» **WHAT YOU ARE ASKED TO DO**: The line containing "Target: worker in hat" marks the start; repeat it and every following line exactly through the end of the entries.

» **Dataset entries**:
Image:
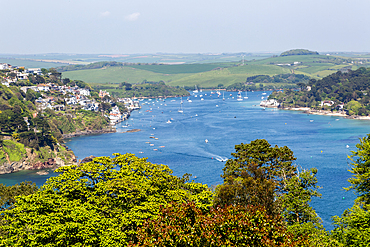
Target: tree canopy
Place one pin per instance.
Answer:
(99, 203)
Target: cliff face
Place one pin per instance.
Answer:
(89, 132)
(26, 165)
(16, 157)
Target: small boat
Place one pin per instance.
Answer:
(246, 95)
(180, 110)
(239, 98)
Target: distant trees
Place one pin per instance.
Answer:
(298, 52)
(350, 88)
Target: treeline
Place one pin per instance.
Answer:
(128, 201)
(259, 82)
(350, 90)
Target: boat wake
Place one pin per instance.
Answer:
(221, 159)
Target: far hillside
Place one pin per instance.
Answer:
(298, 52)
(212, 75)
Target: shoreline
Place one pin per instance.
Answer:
(308, 110)
(89, 132)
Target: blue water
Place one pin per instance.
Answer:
(320, 143)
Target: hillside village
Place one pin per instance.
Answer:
(60, 97)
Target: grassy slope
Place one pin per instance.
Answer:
(30, 63)
(210, 75)
(187, 78)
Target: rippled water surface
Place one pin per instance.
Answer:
(182, 144)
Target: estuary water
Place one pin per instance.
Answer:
(201, 138)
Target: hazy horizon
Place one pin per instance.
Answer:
(190, 27)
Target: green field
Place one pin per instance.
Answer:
(204, 70)
(177, 75)
(30, 63)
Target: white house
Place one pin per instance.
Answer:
(84, 91)
(34, 71)
(5, 66)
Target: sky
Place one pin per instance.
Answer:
(183, 26)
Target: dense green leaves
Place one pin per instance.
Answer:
(350, 88)
(187, 225)
(257, 175)
(8, 193)
(99, 203)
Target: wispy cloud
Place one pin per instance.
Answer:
(133, 16)
(105, 14)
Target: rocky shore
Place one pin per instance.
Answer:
(26, 165)
(308, 110)
(89, 132)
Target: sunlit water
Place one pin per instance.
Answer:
(182, 145)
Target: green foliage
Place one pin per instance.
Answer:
(301, 189)
(350, 88)
(187, 225)
(353, 228)
(299, 52)
(353, 107)
(16, 151)
(8, 193)
(257, 175)
(99, 203)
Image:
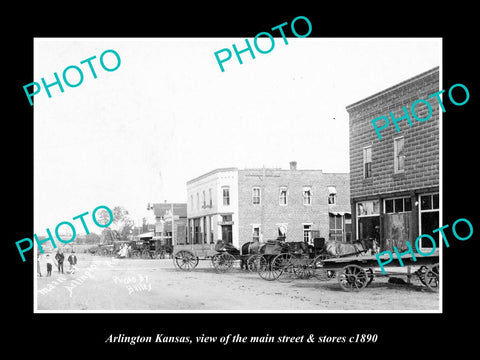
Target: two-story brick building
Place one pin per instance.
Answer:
(394, 181)
(245, 205)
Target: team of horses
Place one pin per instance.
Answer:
(331, 248)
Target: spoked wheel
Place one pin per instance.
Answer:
(223, 262)
(302, 268)
(432, 277)
(253, 262)
(421, 274)
(371, 276)
(318, 270)
(284, 265)
(353, 278)
(185, 260)
(265, 268)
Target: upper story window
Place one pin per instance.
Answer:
(307, 195)
(332, 195)
(283, 196)
(367, 162)
(256, 196)
(399, 155)
(398, 205)
(226, 195)
(368, 208)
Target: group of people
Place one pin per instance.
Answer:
(59, 260)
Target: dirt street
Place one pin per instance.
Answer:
(108, 284)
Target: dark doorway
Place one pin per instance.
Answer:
(227, 233)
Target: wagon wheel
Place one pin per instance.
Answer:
(284, 265)
(353, 278)
(264, 268)
(318, 271)
(421, 274)
(371, 276)
(253, 262)
(185, 260)
(432, 277)
(302, 269)
(223, 262)
(135, 253)
(214, 259)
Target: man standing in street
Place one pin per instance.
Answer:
(72, 259)
(60, 257)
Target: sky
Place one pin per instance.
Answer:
(168, 114)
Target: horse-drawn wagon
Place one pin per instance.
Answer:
(356, 273)
(286, 261)
(222, 256)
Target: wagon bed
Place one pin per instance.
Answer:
(357, 272)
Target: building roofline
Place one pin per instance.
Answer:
(394, 87)
(211, 173)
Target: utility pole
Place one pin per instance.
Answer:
(173, 225)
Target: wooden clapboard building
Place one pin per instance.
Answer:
(394, 182)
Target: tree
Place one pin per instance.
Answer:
(120, 227)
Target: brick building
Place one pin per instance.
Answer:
(394, 181)
(163, 222)
(245, 205)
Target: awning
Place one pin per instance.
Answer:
(332, 190)
(145, 235)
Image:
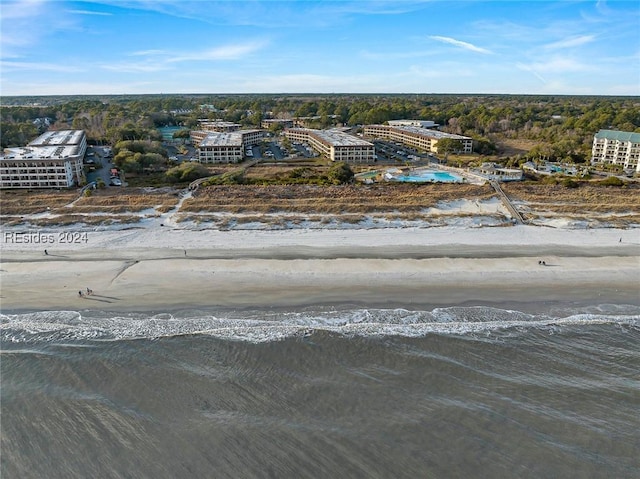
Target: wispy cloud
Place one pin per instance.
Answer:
(163, 60)
(7, 66)
(531, 69)
(395, 55)
(461, 44)
(135, 67)
(233, 51)
(89, 12)
(570, 42)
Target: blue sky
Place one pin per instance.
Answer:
(60, 47)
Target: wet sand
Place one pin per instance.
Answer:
(166, 279)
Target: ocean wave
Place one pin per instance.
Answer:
(261, 326)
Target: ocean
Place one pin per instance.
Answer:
(331, 392)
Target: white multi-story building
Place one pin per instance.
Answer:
(53, 160)
(226, 147)
(418, 123)
(417, 137)
(334, 144)
(617, 148)
(220, 126)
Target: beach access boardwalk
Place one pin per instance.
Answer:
(515, 214)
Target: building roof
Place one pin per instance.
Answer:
(59, 138)
(51, 145)
(419, 123)
(335, 137)
(436, 134)
(233, 138)
(618, 135)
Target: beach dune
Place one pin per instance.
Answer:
(374, 269)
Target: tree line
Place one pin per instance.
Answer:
(561, 127)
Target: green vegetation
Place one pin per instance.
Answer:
(508, 129)
(186, 172)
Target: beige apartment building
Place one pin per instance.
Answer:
(225, 147)
(334, 144)
(53, 160)
(417, 137)
(617, 148)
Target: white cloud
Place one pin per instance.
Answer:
(135, 67)
(570, 42)
(224, 52)
(461, 44)
(89, 12)
(8, 66)
(560, 65)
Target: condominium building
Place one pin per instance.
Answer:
(276, 121)
(418, 123)
(218, 125)
(334, 144)
(226, 147)
(53, 160)
(417, 137)
(617, 148)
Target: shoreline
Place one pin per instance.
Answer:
(371, 268)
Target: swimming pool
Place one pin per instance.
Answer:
(429, 176)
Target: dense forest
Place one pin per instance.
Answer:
(553, 127)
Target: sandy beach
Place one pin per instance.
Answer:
(160, 269)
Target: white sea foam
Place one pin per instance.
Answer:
(66, 326)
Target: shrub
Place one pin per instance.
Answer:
(612, 181)
(570, 183)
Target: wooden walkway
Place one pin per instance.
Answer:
(515, 214)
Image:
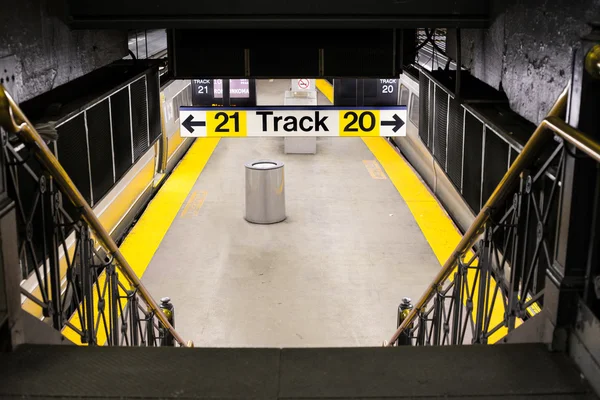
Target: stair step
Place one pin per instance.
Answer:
(508, 371)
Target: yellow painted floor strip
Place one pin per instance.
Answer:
(436, 225)
(143, 240)
(141, 243)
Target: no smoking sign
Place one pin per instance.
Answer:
(304, 84)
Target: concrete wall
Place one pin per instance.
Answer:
(42, 53)
(528, 49)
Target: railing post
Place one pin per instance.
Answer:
(168, 309)
(403, 309)
(566, 278)
(518, 251)
(113, 304)
(134, 318)
(85, 259)
(482, 288)
(422, 330)
(458, 306)
(150, 333)
(437, 316)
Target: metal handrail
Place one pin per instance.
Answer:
(528, 155)
(13, 120)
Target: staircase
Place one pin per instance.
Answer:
(519, 371)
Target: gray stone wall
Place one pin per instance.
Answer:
(42, 53)
(528, 50)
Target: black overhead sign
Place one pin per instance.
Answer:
(365, 92)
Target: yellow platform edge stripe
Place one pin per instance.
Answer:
(145, 237)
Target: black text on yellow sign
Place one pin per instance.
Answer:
(359, 123)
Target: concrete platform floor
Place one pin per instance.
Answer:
(332, 274)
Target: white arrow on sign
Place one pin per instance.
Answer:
(292, 121)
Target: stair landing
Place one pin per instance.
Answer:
(501, 371)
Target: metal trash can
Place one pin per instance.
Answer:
(265, 192)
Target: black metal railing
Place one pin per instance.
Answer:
(494, 280)
(74, 274)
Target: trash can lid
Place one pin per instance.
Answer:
(264, 164)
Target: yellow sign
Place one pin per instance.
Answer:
(359, 123)
(226, 123)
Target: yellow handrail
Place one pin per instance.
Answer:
(531, 151)
(14, 121)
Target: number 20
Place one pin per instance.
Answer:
(354, 118)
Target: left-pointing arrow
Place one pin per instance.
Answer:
(397, 123)
(189, 123)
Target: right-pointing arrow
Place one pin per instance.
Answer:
(189, 123)
(397, 123)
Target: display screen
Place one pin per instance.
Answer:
(239, 88)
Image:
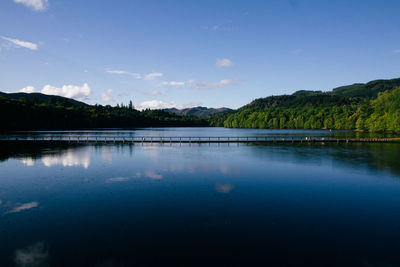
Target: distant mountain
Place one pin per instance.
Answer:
(38, 98)
(201, 112)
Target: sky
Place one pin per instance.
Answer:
(213, 53)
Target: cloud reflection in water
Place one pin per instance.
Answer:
(32, 256)
(224, 188)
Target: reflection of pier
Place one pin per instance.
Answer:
(193, 139)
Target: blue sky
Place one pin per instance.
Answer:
(212, 53)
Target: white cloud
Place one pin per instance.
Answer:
(157, 104)
(70, 91)
(173, 83)
(37, 5)
(148, 77)
(224, 63)
(23, 207)
(106, 96)
(212, 85)
(153, 75)
(19, 43)
(33, 256)
(124, 72)
(28, 89)
(154, 93)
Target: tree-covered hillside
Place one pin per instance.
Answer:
(28, 114)
(201, 112)
(347, 107)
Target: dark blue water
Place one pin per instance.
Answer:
(134, 205)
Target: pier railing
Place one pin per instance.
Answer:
(189, 139)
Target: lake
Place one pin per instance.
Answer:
(199, 204)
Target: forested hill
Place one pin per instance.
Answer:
(201, 112)
(42, 112)
(374, 106)
(38, 98)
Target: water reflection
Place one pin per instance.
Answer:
(25, 206)
(144, 205)
(224, 188)
(68, 158)
(35, 255)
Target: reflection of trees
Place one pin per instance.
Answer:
(375, 156)
(31, 152)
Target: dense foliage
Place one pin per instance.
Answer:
(30, 114)
(318, 111)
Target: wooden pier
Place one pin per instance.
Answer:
(191, 139)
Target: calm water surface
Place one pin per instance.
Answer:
(139, 205)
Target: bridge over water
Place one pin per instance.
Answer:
(192, 139)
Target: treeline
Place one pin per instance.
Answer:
(26, 114)
(318, 111)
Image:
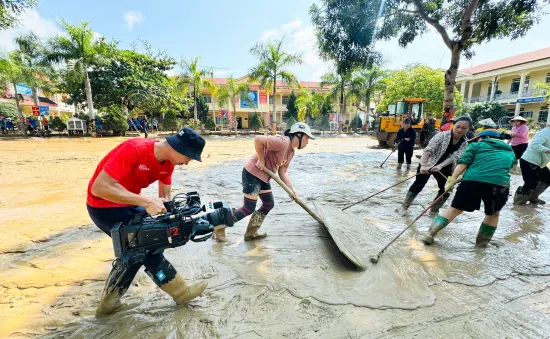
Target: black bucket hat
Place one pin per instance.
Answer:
(188, 143)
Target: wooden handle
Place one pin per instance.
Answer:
(289, 191)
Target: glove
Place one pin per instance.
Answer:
(450, 184)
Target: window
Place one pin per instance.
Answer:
(285, 99)
(514, 87)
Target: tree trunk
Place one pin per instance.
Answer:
(88, 88)
(450, 78)
(19, 110)
(195, 102)
(274, 99)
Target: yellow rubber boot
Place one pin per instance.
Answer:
(180, 291)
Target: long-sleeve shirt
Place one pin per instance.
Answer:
(536, 151)
(410, 133)
(520, 135)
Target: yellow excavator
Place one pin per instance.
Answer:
(407, 108)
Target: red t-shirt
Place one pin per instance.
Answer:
(134, 166)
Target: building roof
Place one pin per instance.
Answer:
(508, 62)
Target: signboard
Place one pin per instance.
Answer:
(263, 98)
(45, 110)
(526, 100)
(23, 89)
(250, 100)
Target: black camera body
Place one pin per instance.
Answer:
(135, 240)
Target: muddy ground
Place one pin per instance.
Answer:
(294, 283)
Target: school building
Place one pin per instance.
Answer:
(261, 101)
(510, 82)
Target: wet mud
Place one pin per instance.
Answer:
(293, 284)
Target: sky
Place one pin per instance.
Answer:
(222, 32)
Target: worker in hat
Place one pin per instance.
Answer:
(439, 158)
(534, 169)
(114, 196)
(487, 164)
(520, 136)
(274, 153)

» **SOLUTION TO THE PROBLEM**:
Target: worker in hat
Place one pin per instance.
Answer:
(439, 158)
(534, 169)
(114, 196)
(487, 164)
(520, 136)
(274, 153)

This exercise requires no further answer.